### WORK REQUEST
Please retype every entry below, keeping it exactly the same.
------ SUPPLIED DATA ------
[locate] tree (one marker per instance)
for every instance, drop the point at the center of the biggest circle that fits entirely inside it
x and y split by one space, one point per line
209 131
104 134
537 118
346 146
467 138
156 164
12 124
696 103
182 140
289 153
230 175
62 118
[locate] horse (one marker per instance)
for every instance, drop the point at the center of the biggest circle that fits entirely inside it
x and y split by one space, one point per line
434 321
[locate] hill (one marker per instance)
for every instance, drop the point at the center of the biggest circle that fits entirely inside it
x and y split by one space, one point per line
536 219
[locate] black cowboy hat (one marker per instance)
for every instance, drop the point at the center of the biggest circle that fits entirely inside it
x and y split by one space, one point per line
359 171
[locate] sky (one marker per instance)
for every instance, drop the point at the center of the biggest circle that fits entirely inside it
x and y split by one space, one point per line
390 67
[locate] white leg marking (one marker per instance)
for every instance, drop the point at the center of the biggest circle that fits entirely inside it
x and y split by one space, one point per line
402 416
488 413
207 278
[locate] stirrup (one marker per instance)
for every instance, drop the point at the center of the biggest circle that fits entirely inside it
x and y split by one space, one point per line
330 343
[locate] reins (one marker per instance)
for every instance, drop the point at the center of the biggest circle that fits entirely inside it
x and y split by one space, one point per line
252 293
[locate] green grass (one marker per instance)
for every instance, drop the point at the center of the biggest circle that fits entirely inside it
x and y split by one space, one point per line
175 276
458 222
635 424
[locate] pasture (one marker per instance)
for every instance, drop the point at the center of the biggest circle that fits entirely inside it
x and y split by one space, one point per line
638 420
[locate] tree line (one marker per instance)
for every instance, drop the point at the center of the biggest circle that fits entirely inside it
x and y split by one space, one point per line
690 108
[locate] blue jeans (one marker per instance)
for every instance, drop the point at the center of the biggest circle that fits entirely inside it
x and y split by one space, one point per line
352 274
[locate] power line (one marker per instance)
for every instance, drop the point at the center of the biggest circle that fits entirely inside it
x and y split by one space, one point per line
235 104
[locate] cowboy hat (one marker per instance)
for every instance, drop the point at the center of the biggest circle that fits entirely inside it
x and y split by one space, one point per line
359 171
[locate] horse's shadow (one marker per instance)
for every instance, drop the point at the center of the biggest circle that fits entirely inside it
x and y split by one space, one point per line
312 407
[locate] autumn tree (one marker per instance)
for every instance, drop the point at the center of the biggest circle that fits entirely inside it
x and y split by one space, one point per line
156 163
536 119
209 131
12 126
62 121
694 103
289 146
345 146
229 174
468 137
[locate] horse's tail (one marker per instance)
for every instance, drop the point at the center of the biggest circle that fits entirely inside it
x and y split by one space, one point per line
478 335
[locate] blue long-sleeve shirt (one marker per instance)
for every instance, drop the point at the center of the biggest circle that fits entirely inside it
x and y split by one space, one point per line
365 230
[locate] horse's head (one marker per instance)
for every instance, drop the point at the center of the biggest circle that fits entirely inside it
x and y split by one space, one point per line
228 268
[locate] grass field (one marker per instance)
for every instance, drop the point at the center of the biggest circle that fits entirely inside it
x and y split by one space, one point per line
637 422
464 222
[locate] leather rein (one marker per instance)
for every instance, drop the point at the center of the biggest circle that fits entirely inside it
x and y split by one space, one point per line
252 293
------
### WRITTEN REPLY
[locate] tree (one marker per instance)
for every instance, drop the point at the center of the biggest circle that fits entirely inside it
x and y split by one space, one point per line
209 131
104 134
537 118
346 146
467 138
156 164
12 124
696 103
182 140
289 153
230 175
62 118
[locate] horse (one marker per instance)
for every instance, drop the point at the center of the biggest circle that fits entirely inside it
x and y split by one space, one point per line
434 321
[locate] hill (one marker per instance)
for every instance, drop the point at the center of the biggest circle that fits entirely inside it
x and y split by one space, one point per line
536 219
[locate] black cowboy hat (one marker per instance)
for every instance, drop the point at the center of the biggest circle that fits entirely inside it
x and y split by one space, one point per line
359 171
[locate] sky (one marker per instance)
for every instance, drop the point at the center of the biggest circle that fits entirely inside it
x and y split by one space, one point per line
390 67
[locate] white leg marking (one marker per instance)
for every instance, drop the point at the center of the biggest circle that fits entirely inside it
x and y split by one space, one point per line
402 416
488 413
207 278
[locate] stirrup (one marker per instance)
for every instance, drop the point at the center of the biggest circle that fits entirely inside it
x and y split by one space, one point per line
330 343
[locate] reins (one marker per instance)
for every instance, drop the point at the center of the biggest circle that fits entirely inside it
x and y split by one space, one point per line
252 293
[locate] green grass (one marker per instance)
for every instance, drop the point at the center of the biggest circle that fits entirely inside it
x and y split by one space, one point per line
175 276
458 222
635 424
[locate] pasture (one marker per instance)
for every instance, drop the point at the center of the biggest circle that fits entirely inside it
x and y split by one space, one point per line
638 420
[locate] tree line (one marker per instance)
for every instance, drop the point at the center of the biggest circle that fits entirely inside it
x and y split by one space, one point per line
690 108
[locate] blue jeans (one marker per instance)
for every instance, drop the point at the center of the biggest circle that fits entirely inside it
x and y split by one space, one point per line
352 274
[locate] power line (one marker per instance)
for every instance, drop the point at the center of the biggest circle that fits entirely inside it
x and y split by one space, one point per line
235 104
[locate] cowboy hat (one marker per instance)
for every instance, drop the point at the center of the biggest circle that fits entirely inside it
x and y split by one space, one point per line
359 171
[locate] horse's shadow (one marker per instance)
for every instance, drop the point at the center of the biggest circle that fits entirely inside it
x and y split by one space, one point per line
312 407
[locate] autumn tree (one marker per instance)
for every instance, drop the point at the center of the biggest circle that fits entirely inside it
x and y split by one space, one point per line
156 163
536 119
209 131
12 126
62 121
694 103
289 146
345 146
229 174
468 137
[locate] horse's tail (one marker per instance)
for every instance, drop the point at the center of the biggest circle that fits entirely inside it
x and y split by one space, one point per line
478 335
[locate] blue long-sleeve shirt (one marker per instance)
for every instance, drop the point at the center of the biggest circle that fits entirely inside it
x and y split by one space, one point per line
365 230
[locate] horse's head (one marker per instance)
for every instance, drop the point at the center of the biggest circle that fits entirely inside it
x and y split by one space, one point per line
228 268
[locate] grass field (one marker per instance)
for every instance, drop the point at the center of the biggest circle that fits entirely inside it
x and y split by one space, one point per line
637 422
464 222
[locate] leather rein (one marker per instance)
for every instance, drop the point at the center of the biggest circle that fits entirely inside it
x and y split by one space, one point per line
252 293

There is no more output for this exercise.